Alıştırma bölümleri:
**1)** Kobani Davası metninde "IŞİD'in Kobani’ye yönelik saldırısı sonrasında" diye başlayan paragrafı, ana bilgilerini koruyarak daha kısa biçimde yeniden yazın.
**2)** Kobani Davası metninden bir bölümü harfi harfine geçirin: "IŞİD'in Kobani’ye yönelik" sözlerinin bulunduğu yerden başlayın, "ile duruşmaya katıldı." sözlerinden sonra durun.
**3)** Kobani Davası metnine göre aşağıdaki soruları yanıtlayın:
(a) Görülen oturum, davanın kaçıncı duruşmasına aittir?
(b) Oturum hangi mahkemede görüldü?
(c) Farklı cezaevlerinde bulunan siyasetçiler duruşmaya nasıl katıldı?

Metin bölümü:
++++++++++++++++++++
IŞİD'in Kobani’ye yönelik saldırısı sonrasında 6-8 Ekim 2014’te Doğu ve Güneydoğu Anadolu'da birçok ilde yaşanan protestolar nedeniyle Halkların Demokratik Partisi (HDP) eski Eş Genel Başkanları Figen Yüksekdağ ve Selahattin Demirtaş’ın da aralarında bulunduğu 18’i tutuklu 108 siyasetçinin yargılandığı Kobani Davası’nın 32’nci duruşmasının 2’nci oturumu, Sincan Kapalı Cezaevi Kampüsünde bulunan Ankara 22’nci Ağır Ceza Mahkemesi'nde görüldü. Sincan Kapalı Cezaevi’nde tutulan siyasetçiler duruşmada hazır bulunurken, farklı cezaevlerinde bulunan siyasetçiler ise Ses ve Görüntü Bilişim Sistemi (SEGBİS) ile duruşmaya katıldı.
++++++++++++++++++++
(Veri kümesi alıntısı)
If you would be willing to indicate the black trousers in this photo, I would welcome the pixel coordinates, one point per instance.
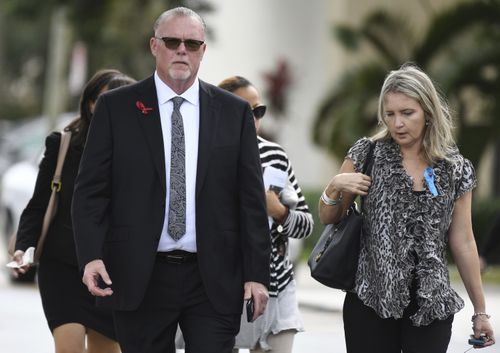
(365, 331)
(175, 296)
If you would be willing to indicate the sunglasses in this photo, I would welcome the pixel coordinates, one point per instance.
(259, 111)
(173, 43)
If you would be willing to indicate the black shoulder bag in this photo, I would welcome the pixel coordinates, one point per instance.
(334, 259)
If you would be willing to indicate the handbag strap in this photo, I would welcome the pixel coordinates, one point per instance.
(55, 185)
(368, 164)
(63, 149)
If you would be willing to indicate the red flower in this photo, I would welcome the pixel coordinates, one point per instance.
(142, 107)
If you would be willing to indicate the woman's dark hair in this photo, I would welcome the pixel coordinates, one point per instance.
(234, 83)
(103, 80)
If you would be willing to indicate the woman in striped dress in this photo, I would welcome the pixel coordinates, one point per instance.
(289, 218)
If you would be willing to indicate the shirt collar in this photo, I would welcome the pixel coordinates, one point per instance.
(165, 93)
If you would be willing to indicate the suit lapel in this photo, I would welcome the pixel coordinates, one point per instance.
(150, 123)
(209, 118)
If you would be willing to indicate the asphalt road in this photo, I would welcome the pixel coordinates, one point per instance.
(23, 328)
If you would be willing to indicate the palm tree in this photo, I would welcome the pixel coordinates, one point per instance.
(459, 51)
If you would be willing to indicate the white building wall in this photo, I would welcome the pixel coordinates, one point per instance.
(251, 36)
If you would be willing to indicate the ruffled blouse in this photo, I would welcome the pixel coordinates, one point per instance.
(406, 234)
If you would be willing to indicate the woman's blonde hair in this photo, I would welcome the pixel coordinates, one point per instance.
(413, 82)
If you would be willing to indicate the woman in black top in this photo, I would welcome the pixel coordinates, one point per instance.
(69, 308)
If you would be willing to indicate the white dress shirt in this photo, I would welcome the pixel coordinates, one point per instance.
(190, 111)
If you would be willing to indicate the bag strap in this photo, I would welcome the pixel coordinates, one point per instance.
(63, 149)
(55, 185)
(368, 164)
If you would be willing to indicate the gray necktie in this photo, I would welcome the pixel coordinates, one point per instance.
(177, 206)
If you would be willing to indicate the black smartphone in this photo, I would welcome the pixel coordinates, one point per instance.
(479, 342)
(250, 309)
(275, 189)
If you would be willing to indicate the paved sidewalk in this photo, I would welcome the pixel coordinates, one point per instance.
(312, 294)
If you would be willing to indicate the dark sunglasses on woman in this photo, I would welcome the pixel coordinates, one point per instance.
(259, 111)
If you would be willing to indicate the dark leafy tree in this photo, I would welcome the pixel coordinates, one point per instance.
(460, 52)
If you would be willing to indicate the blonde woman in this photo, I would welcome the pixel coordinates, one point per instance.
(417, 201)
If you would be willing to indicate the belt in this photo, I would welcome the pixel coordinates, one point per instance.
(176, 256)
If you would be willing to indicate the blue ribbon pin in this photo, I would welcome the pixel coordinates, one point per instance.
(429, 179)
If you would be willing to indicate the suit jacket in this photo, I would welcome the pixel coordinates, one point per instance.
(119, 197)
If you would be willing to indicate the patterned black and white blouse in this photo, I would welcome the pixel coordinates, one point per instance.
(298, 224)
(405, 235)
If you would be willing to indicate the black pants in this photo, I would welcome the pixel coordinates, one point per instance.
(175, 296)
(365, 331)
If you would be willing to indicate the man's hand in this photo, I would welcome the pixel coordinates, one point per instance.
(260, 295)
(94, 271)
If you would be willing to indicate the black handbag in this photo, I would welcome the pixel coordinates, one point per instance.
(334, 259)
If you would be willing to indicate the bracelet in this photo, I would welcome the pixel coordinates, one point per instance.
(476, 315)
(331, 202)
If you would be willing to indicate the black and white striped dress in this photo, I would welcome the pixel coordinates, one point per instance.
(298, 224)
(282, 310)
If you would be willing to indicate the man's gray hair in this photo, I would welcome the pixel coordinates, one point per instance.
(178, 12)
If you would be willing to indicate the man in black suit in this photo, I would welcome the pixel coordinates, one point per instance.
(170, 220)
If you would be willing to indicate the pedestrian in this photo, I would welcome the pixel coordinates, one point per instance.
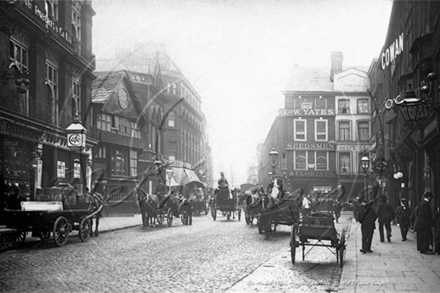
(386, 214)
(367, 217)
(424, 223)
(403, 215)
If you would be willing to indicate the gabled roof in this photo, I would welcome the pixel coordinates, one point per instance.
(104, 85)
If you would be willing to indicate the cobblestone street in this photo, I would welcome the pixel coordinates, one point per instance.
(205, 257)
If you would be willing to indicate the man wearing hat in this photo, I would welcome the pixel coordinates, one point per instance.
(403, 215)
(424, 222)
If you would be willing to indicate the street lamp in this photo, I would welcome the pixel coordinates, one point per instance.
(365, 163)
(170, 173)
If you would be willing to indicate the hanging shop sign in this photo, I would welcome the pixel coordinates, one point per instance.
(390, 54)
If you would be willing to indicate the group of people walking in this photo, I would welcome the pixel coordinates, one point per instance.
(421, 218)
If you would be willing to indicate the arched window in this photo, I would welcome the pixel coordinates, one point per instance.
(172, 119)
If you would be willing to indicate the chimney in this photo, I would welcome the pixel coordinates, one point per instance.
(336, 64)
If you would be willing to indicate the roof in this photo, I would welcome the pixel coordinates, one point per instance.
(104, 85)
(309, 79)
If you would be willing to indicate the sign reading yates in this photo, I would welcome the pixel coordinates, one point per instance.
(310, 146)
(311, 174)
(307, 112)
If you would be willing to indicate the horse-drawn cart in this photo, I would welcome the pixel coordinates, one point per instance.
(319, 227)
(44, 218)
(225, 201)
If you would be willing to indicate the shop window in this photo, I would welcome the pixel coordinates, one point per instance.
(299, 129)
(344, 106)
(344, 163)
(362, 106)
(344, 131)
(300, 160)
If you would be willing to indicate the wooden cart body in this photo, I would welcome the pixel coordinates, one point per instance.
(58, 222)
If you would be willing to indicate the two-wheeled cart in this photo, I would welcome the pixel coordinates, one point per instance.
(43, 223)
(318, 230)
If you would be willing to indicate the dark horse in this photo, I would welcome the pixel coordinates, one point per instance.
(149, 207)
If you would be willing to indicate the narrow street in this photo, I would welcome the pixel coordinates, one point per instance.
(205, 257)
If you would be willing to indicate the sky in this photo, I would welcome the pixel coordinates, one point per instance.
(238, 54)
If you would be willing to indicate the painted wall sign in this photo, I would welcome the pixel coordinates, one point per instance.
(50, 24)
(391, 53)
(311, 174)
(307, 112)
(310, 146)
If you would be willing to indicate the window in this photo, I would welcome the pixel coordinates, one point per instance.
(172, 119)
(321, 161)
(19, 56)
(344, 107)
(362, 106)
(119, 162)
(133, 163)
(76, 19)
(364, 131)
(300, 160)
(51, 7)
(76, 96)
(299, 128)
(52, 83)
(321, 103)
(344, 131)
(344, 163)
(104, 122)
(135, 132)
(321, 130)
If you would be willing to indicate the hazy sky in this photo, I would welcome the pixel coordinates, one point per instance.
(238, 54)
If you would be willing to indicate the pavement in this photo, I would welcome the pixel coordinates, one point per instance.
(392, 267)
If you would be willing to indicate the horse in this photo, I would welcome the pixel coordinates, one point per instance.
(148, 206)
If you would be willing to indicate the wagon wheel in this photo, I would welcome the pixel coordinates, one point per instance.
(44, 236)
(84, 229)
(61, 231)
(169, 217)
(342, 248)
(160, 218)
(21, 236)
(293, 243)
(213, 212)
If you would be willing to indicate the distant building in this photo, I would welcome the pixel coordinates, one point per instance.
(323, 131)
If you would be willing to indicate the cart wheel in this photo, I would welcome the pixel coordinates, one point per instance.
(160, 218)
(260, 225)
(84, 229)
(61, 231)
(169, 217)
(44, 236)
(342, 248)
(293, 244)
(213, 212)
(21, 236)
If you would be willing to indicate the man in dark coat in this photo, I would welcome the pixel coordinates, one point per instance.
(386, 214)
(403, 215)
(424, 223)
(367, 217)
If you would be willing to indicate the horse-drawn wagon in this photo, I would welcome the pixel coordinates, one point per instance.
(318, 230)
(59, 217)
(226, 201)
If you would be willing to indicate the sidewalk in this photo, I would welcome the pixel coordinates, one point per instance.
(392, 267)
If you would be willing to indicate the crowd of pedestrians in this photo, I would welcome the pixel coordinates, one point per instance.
++++++++++++++++++++
Verilen yanıtlar:
**1)** Kobani Davası'nın 32'nci duruşmasının 2'nci oturumu, Sincan Kapalı Cezaevi Kampüsündeki Ankara 22'nci Ağır Ceza Mahkemesi'nde görüldü. Davada, IŞİD'in Kobani saldırısı sonrasında 6-8 Ekim 2014'te Doğu ve Güneydoğu Anadolu'daki protestolar nedeniyle 108 siyasetçi yargılanıyor. Bunların 18'i tutuklu. Yargılananlar arasında HDP eski Eş Genel Başkanları Figen Yüksekdağ ve Selahattin Demirtaş da var. Sincan'da tutulan siyasetçiler duruşmada hazır bulundu. Diğer cezaevlerindekiler ise duruşmaya SEGBİS ile katıldı.

**2)**
IŞİD'in Kobani’ye yönelik saldırısı sonrasında 6-8 Ekim 2014’te Doğu ve Güneydoğu Anadolu'da birçok ilde yaşanan protestolar nedeniyle Halkların Demokratik Partisi (HDP) eski Eş Genel Başkanları Figen Yüksekdağ ve Selahattin Demirtaş’ın da aralarında bulunduğu 18’i tutuklu 108 siyasetçinin yargılandığı Kobani Davası’nın 32’nci duruşmasının 2’nci oturumu, Sincan Kapalı Cezaevi Kampüsünde bulunan Ankara 22’nci Ağır Ceza Mahkemesi'nde görüldü. Sincan Kapalı Cezaevi’nde tutulan siyasetçiler duruşmada hazır bulunurken, farklı cezaevlerinde bulunan siyasetçiler ise Ses ve Görüntü Bilişim Sistemi (SEGBİS) ile duruşmaya katıldı.

**3)**
(a) 32'nci duruşmasına (2'nci oturum).
(b) Ankara 22'nci Ağır Ceza Mahkemesi'nde.
(c) Ses ve Görüntü Bilişim Sistemi (SEGBİS) ile.